— START Dataset excerpts —
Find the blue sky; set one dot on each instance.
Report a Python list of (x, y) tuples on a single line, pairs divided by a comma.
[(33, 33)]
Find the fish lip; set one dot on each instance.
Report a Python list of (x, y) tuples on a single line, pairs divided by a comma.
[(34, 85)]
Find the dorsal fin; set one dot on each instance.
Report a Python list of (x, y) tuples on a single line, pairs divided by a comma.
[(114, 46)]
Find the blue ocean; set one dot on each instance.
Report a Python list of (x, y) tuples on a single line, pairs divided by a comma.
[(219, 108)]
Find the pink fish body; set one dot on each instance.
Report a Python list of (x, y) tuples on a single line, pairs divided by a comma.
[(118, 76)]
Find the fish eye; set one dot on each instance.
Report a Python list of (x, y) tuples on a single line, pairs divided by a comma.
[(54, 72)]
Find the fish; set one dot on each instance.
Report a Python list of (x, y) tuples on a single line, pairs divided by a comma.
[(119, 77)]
— END Dataset excerpts —
**Instruction:** Copy out every line above word for word, changing nothing.

**Result of the exercise:**
Find the blue sky; set one dot on each instance.
Report a Python list of (x, y) tuples on a single line, pairs divided by a comma.
[(33, 33)]
Find the fish lip; set one dot on each instance.
Report a Python list of (x, y) tuples on a single line, pairs divided by a comma.
[(34, 85)]
Find the dorsal fin; set one dot on each instance.
Report a Python list of (x, y) tuples on a single line, pairs divided by a comma.
[(114, 46)]
Find the blue ocean; set one dot on each instance.
Report a Python list of (x, y) tuples on a single line, pairs divided by a comma.
[(219, 108)]
Find the pink fish body; set one dot on each instance.
Report a Python list of (x, y) tuples on a single line, pairs divided by a comma.
[(118, 76)]
Find the fish eye; set one dot on each instance.
Report a Python list of (x, y) tuples on a single line, pairs divided by a comma.
[(54, 72)]
Find the fish; set one dot on each instance.
Report a Python list of (x, y) tuples on a single line, pairs divided by a comma.
[(119, 77)]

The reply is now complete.